#### YOUR TASKS:
(a) Print the part of the chat about arrow-kt and maven starting with "iiuc the arrow" and going on through "your build file.".
(b) Answer these questions from the chat about arrow-kt and maven:
(i) Is kapt a Kotlin compiler thing or a gradle thing?
(ii) Which build tool does the person who says kapt is not a gradle thing use?
(iii) According to the kapt page linked at the end, what does kapt need to work with maven?

#### TEXT TO READ:

-=-=-=-=-

That's what Kotlin arrow-kt uses for Option, Either, and a bunch of other algebraic data types
I'm also not sure what you're referring to about maven support. Do you mean something other than having artifacts in maven central?
j
ahh right it occurred to me where your question was going. so takeIf?:Unit would need Nothing as type.
iiuc the arrow <team> commenting on recent issues doesn't like maven, there are issues brought out by maven users and comments by devs and apparently kapt is a gradle construct
x
kapt is a Kotlin compiler thing, not a gradle thing
That said, I use gradle, not maven, so I have no idea how well it does or does not work with maven
I don't think arrow requires actually using kapt yourself unless you are planning on building it yourself, or using their annotation processors
you don't need any of that to just use Option, Either, etc.
j
as a maven user with very marginal interest in figuring out where the use of a library differs from gradle support, and seeing comments to the effect that ... maven's not supported, i didn't study too hard
x
The kapt page at http://kotlinlang.org/docs/reference/kapt.html suggests that kapt does work with maven, with a sufficiently large blob of XML in your build file.

-=-=-=-=-

#### RECORDS SHOWN:
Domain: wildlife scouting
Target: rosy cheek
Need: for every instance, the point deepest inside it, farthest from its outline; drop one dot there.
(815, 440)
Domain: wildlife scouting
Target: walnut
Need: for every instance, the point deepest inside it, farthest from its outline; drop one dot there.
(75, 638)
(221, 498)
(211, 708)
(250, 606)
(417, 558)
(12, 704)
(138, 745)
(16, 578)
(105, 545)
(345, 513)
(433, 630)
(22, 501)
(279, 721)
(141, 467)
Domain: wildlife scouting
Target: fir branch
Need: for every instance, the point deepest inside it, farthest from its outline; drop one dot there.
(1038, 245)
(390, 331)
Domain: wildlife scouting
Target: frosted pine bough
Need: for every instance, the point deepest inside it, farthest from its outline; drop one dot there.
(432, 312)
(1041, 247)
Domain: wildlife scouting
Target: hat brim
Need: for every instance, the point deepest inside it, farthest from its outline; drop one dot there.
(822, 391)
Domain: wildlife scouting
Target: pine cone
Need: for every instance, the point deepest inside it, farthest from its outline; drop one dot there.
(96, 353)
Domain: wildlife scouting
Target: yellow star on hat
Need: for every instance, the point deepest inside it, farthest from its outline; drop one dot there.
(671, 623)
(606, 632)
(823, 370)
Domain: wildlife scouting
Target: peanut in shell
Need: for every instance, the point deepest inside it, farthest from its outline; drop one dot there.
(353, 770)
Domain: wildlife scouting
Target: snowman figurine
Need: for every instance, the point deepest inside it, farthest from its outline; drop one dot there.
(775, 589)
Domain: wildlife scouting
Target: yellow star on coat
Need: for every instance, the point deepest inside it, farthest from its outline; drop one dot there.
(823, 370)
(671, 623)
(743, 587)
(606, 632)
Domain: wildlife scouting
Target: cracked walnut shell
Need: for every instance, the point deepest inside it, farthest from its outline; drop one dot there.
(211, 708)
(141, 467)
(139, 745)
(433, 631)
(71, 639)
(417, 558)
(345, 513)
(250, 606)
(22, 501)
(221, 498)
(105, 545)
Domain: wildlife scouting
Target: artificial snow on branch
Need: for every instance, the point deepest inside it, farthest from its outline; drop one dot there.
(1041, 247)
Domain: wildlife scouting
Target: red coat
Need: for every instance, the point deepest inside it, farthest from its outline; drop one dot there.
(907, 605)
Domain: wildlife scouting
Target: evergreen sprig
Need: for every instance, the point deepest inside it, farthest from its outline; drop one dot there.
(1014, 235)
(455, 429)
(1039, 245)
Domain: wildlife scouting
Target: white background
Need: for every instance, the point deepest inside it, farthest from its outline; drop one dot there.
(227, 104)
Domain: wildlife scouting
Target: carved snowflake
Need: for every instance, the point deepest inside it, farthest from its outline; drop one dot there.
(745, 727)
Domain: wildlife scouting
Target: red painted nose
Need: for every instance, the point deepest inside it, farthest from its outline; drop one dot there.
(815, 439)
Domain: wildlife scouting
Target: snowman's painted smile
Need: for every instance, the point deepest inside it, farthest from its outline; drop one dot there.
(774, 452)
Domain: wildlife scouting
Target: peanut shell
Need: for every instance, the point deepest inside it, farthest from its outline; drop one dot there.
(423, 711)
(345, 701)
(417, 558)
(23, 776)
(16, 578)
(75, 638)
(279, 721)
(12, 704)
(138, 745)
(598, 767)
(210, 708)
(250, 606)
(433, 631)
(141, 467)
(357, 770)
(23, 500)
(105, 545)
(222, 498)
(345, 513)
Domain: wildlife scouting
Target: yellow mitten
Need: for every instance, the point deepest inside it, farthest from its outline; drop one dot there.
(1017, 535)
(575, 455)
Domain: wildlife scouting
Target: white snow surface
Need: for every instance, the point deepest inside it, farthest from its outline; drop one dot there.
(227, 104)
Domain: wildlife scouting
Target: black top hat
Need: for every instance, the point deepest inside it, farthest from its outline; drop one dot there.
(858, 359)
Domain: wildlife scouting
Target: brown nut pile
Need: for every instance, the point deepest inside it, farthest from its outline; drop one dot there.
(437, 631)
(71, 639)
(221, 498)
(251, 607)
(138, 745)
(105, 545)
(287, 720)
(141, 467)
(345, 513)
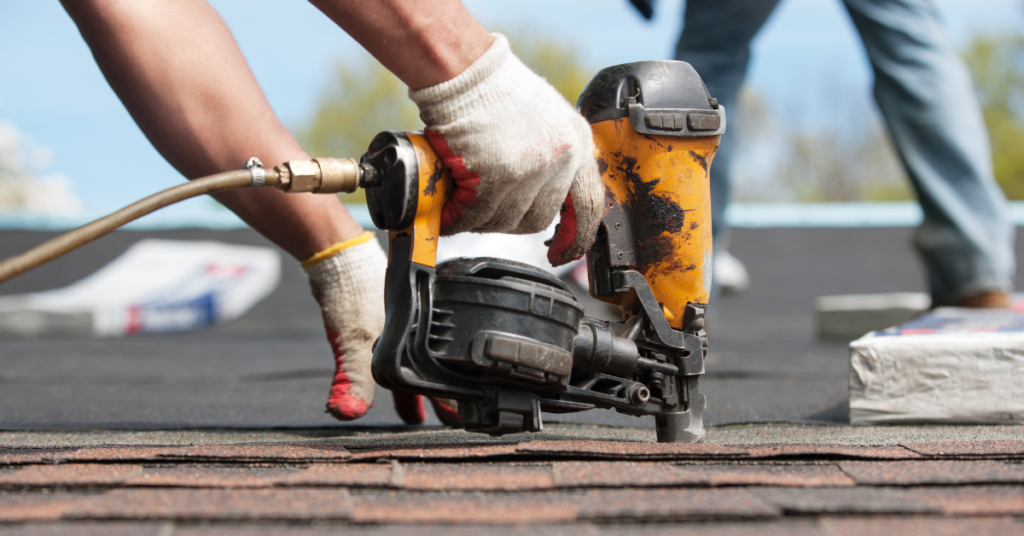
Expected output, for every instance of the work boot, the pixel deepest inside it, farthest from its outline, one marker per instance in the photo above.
(347, 281)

-=-=-=-=-

#### FINAL RESULTS:
(a)
iiuc the arrow <team> commenting on recent issues doesn't like maven, there are issues brought out by maven users and comments by devs and apparently kapt is a gradle construct
x
kapt is a Kotlin compiler thing, not a gradle thing
That said, I use gradle, not maven, so I have no idea how well it does or does not work with maven
I don't think arrow requires actually using kapt yourself unless you are planning on building it yourself, or using their annotation processors
you don't need any of that to just use Option, Either, etc.
j
as a maven user with very marginal interest in figuring out where the use of a library differs from gradle support, and seeing comments to the effect that ... maven's not supported, i didn't study too hard
x
The kapt page at http://kotlinlang.org/docs/reference/kapt.html suggests that kapt does work with maven, with a sufficiently large blob of XML in your build file.

(b)
(i) A Kotlin compiler thing.
(ii) Gradle.
(iii) A sufficiently large blob of XML in the build file.